● Task
Go through the entries and write each one out again unchanged.

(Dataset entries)
Segment Open
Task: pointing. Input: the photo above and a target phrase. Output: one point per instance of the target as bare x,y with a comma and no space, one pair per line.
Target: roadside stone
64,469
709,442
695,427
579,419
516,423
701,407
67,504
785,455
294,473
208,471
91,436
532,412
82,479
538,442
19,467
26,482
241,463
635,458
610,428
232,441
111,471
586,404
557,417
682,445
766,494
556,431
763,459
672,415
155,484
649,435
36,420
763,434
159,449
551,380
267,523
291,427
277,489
Segment Closed
● Solved problem
Task: pointing. Input: the photo above and a target phrase. Output: one point per instance of the target as bare x,y with a comma and no space, one pair per line.
Target: roadside stone
64,469
709,442
695,427
579,419
516,423
701,407
67,504
785,455
294,473
208,471
91,436
532,412
82,479
538,442
19,467
26,482
241,463
635,458
610,428
232,441
111,471
586,404
557,417
682,445
766,494
556,431
763,459
672,415
155,484
649,435
36,420
763,434
159,449
551,380
267,523
291,427
277,489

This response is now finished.